Raw data section start
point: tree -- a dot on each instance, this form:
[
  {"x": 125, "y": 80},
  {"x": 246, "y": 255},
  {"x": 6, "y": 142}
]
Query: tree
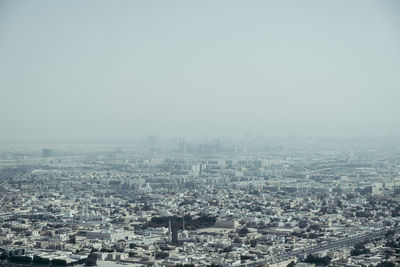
[
  {"x": 244, "y": 231},
  {"x": 318, "y": 260},
  {"x": 58, "y": 262},
  {"x": 20, "y": 259},
  {"x": 386, "y": 264},
  {"x": 91, "y": 260},
  {"x": 40, "y": 260}
]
Raw data section end
- [Activity] Would you return all of the data above word for word, omitting every picture?

- [Result for this exercise]
point: tree -- a dot on each instance, this form:
[
  {"x": 125, "y": 80},
  {"x": 246, "y": 255},
  {"x": 6, "y": 142}
]
Query: tree
[
  {"x": 244, "y": 231},
  {"x": 318, "y": 260},
  {"x": 58, "y": 262},
  {"x": 20, "y": 259},
  {"x": 386, "y": 264},
  {"x": 91, "y": 260},
  {"x": 40, "y": 260}
]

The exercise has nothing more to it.